--- Textabschnitt ---
====================

Die ukrainische Regierung bemühe sich nach Kräften, die Evakuierung der Zivilbevölkerung aus den umkämpften Gebieten zu organisieren, sagte Lubinets. Die Behauptung Moskaus, Ukrainer würden nach Russland in Sicherheit gebracht, tat er ab. «Russische Propaganda verzerrt wie immer die Tatsachen», sagte der Politiker. «Die Russen zwingen die Menschen zur Evakuierung nach Russland - also mit Gewaltanwendung.» Unter den Verschleppten seien auch viele Kinder.


Anschlag auf Besatzungsbürgermeister von Enerhodar in Südukraine

SAPORISCHSCHJA: Der von den russischen Besatzungstruppen eingesetzte Bürgermeister der Kleinstadt Enerhodar ist bei einem Sprengstoffanschlag am Sonntag schwer verletzt worden. «Der selbst ernannte Chef der «Volksadministration» von Enerhodar, Andrij Schewtschik, ist durch eine Explosion am Eingang des Wohnhauses verletzt worden, in dem seine Mutter lebt», teilte die ukrainische Militärverwaltung des Gebiets Saporischschja am späten Sonntagabend auf ihrem Telegram-Kanal mit. Es handle sich um einen gezielten Partisanenangriff gegen einen Kollaborateur, heißt es weiter.

Medienberichten zufolge liegt Schewtschik auf der Intensivstation. Auch seine Leibwächter seien bei dem Attentat verletzt worden. Laut der ukrainischen Militärverwaltung suchen die russischen Besatzungstruppen nun nach zwei jungen Männern in einem roten Audi. Zudem hätten sie die Checkpoints verstärkt. Das russische Ermittlungskomitee hat nach eigenen Angaben am Montag «wegen des Verbrechens ukrainischer Nationalisten» ein Strafverfahren eingeleitet.

In Enerhodar liegt das leistungsstärkste Atomkraftwerk Europas. Die Kleinstadt im Süden des Gebiets Saporischschja wurde bereits in den ersten Kriegstagen von russischen Truppen besetzt. Bei den Gefechten war kurzzeitig sogar ein Feuer auf dem Gelände des Atomkraftwerks ausgebrochen, das aber wieder gelöscht werden konnte. Die Gebietshauptstadt Saporischschja selbst ist immer noch unter ukrainischer Kontrolle.


Visa für russische Fachkräfte: Bundesregierung beschleunigt Verfahren

BERLIN: Seit dem Beginn des russischen Angriffs auf die Ukraine haben sich Hunderte von Fachkräften aus Russland für einen Umzug nach Deutschland entschieden. «Im April wurden in Moskau rund 350 Visa zum Zweck der Erwerbstätigkeit an russische Staatsangehörige erteilt», heißt es aus dem Auswärtigen Amt. In Sankt Petersburg stellte das deutsche Generalkonsulat den Angaben zufolge im gleichen Zeitraum 190 Arbeitsvisa aus. Nach Informationen der Deutschen Presse-Agentur war die Mehrheit der ausreisenden Fachkräfte bereits in Russland für ein deutsches Unternehmen tätig.

====================

--- Untersuchte Daten ---
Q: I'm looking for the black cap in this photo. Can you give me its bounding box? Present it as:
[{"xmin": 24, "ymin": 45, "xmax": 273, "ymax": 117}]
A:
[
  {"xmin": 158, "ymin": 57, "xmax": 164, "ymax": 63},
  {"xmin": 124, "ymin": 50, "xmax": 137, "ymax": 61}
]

====================

--- Zu bearbeiten ---
Wie lassen sich die Meldungen zum Ukraine-Krieg nach ihrem letzten Satz weiterführen? Das Material steht für sich und gehört nicht zu den Meldungen zum Ukraine-Krieg.

--- Ergebnis ---
«Wir haben in den Wochen seit Kriegsbeginn bei mehr als 400 Anträgen für Arbeitsvisa russischer Staatsbürger, die nach Deutschland kommen wollen, Unterstützung geleistet», sagte Katharina Vorländer, Anwältin bei der auf Arbeitsmigration spezialisierten Kanzlei Fragomen Global LLP in Frankfurt am Main. Rund 30 Prozent dieser Antragsteller seien bereits in Deutschland.

Das sei in der Geschwindigkeit nur möglich geworden, weil es in dieser speziellen Situation «Unterstützung durch die deutschen Behörden gab, wie wir es sonst nicht unbedingt immer erleben». Beispielsweise habe das Auswärtige Amt in Absprache mit der deutschen Botschaft in Moskau und dem Generalkonsulat in Sankt Petersburg Sammeltermine zur Antragstellung für teilweise mehrere Dutzend Mitarbeiter einer Firma angeboten, «was wir dann auch gerne angenommen haben», berichtete die Juristin.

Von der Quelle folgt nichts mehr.